* SET EXERCISE A *
Do the following statements agree with the Prototype lag thread? For each, answer yes or no and quote the words of the thread that decide it.
(i) The laptop runs Windows Vista 32-bit.
(ii) The game lags only on the highest settings.
(iii) The suggested fix is to disable unused HID devices in the device manager.

# [SOLVED] Prototype game lag



## DarkWingZ (Jul 16, 2009)

Hi,
i have a lag problem with prototype, my Hp laptop specifications r
processor:Inter core2duo 2.53 6M cache t9400
Ram:4g
windows:vista 32-bit
graphics card:Nvidia geforce 9600m gt 512 mb dedicated 
total available graphics 1.7g
The game lags really bad with lowest settings, i have a cooler pad and when running the game , the laptop doesnt heat up (dont know if that have anything to do with my problem =D)
thx
Pls help,


----------



## RockmasteR (Aug 10, 2007)

*Re: Prototype game lag*

Hello and welcome to TSF

please follow this step:



> A possible fix but my not be the problem in question. Go to the device manager and Disable all HID devices that you dont use.
> It seems Prototype calls these devices for a valid input signal. It will wait for the input device to respond or timeout which can cause quite a load on the CPU.
> 
> You may find at least 20 HID devices due to Prototype creating them in an effort to detect controllers/ controller inputs.


----------



## DarkWingZ (Jul 16, 2009)

*Re: Prototype game lag*

WOW thx man, i can play now on high graphic without any lag at all =D
thx again


----------



## Lord Sirian (Jan 14, 2007)

*Re: Prototype game lag*

Glad to hear your problem is fixed, mark the thread as solved.


----------

(Point-labeling examples)
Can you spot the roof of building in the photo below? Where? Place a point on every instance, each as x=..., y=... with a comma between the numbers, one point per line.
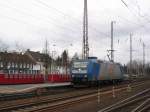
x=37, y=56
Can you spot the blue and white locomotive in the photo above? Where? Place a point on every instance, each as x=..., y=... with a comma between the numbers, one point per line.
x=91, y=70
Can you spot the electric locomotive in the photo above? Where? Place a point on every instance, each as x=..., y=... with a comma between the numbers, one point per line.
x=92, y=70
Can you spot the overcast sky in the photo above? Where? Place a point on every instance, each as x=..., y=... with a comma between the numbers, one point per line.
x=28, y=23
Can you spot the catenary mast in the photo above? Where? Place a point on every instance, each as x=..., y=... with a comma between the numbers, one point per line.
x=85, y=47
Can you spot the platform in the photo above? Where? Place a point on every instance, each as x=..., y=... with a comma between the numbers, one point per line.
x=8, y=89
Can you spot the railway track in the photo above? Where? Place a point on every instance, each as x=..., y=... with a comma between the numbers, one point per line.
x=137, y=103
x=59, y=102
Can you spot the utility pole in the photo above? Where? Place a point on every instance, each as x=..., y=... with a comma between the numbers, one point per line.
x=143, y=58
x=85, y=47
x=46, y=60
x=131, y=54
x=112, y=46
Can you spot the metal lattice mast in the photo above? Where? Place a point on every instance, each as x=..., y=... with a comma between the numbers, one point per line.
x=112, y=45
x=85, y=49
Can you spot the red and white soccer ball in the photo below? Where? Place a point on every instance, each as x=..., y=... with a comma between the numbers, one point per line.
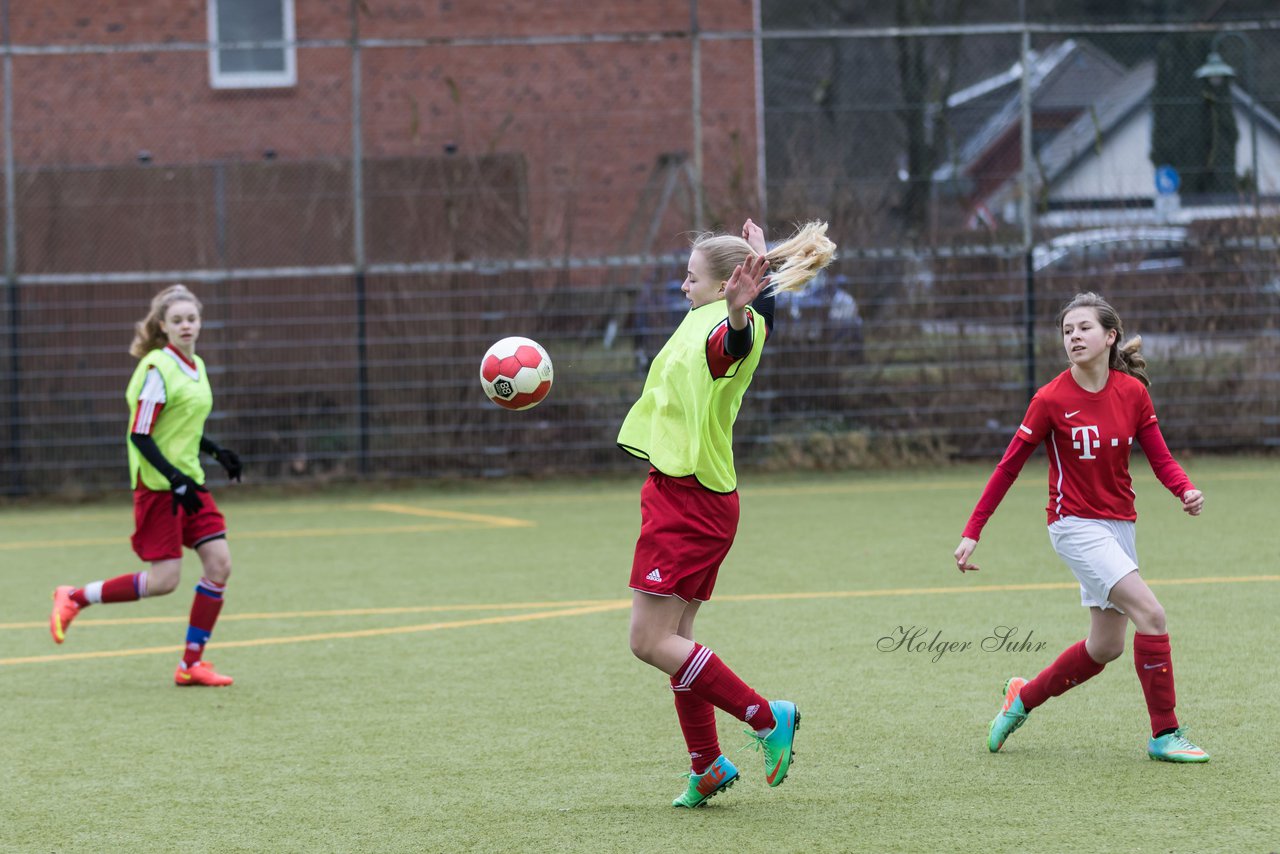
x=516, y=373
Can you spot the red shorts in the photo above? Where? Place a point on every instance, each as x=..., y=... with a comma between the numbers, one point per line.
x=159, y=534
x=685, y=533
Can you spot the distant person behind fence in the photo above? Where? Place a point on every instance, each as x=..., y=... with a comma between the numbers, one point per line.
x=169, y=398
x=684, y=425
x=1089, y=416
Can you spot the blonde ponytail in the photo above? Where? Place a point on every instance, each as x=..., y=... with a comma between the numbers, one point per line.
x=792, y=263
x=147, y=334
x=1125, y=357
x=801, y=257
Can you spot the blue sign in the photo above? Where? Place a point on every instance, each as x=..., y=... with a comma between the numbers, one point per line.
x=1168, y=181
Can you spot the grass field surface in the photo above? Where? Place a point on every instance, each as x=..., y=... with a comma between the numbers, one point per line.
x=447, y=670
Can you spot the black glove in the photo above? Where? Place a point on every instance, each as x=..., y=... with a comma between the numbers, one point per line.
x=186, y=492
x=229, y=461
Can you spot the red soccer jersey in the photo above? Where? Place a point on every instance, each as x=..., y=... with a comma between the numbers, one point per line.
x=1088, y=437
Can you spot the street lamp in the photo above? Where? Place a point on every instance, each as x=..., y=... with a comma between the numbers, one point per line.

* SET EXERCISE B *
Can you substitute "power pole" for "utility pole" in the listing, everything from the line containing "Can you spot the railway" down to the line containing "x=112, y=46", and give back only those lines?

* EXERCISE RESULT A *
(i) Yes: "windows:vista 32-bit"
(ii) No: "The game lags really bad with lowest settings"
(iii) Yes: "Go to the device manager and Disable all HID devices that you dont use."

* EXERCISE RESULT B *
Can you spot the railway track in the photo above? Where? Place a point on every instance, each as x=..., y=... with a comma between the numbers, one point per line.
x=137, y=103
x=59, y=102
Can you spot the power pole in the photo above? Where? Place a point on every instance, each as x=..., y=... with a comma between the numbers, one point per line.
x=143, y=58
x=85, y=47
x=46, y=60
x=131, y=54
x=112, y=46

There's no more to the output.